■ What you have to do
Report how many lines in the records carry the string "target", and give no further text.

■ Material for this task

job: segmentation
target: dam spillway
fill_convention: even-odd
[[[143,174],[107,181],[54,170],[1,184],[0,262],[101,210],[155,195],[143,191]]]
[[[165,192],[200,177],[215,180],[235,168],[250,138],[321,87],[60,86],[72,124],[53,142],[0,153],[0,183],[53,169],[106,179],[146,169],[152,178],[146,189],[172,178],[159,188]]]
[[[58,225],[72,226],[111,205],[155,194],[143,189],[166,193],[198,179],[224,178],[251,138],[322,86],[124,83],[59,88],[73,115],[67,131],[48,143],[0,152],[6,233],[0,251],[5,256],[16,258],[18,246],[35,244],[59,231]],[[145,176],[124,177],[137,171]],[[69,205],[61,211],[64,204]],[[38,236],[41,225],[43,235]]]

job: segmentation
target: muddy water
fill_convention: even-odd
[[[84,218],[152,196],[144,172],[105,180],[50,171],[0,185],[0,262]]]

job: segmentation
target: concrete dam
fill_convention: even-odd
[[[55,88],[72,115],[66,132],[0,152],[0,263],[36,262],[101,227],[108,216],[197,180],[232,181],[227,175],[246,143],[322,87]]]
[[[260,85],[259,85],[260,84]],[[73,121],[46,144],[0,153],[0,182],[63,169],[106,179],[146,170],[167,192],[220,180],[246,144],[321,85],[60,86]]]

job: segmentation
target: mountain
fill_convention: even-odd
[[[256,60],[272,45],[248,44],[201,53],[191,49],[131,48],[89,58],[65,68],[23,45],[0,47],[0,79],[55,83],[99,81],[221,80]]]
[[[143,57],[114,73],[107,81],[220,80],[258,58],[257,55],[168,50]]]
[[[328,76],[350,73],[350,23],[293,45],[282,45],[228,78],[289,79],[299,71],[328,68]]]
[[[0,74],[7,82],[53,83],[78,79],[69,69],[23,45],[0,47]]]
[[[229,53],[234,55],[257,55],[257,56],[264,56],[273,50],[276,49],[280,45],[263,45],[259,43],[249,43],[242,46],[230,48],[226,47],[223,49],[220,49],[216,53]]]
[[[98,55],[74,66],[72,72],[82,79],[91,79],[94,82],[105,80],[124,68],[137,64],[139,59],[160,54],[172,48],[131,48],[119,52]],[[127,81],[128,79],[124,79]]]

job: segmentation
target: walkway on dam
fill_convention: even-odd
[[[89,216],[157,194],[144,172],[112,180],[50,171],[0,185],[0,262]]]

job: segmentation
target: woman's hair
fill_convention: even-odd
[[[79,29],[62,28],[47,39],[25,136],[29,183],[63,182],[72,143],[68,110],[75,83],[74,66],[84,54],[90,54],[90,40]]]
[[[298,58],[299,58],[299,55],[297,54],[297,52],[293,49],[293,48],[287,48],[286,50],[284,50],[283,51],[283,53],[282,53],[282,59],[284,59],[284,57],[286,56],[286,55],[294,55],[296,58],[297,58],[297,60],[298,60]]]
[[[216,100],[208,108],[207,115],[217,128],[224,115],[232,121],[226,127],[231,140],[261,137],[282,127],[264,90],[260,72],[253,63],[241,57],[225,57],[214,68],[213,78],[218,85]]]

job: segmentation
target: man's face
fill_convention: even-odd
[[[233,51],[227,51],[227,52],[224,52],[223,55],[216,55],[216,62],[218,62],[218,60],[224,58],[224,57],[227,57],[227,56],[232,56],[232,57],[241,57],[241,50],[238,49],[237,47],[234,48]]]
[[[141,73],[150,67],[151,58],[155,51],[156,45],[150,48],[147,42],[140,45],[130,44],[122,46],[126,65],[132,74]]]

■ Expected answer
7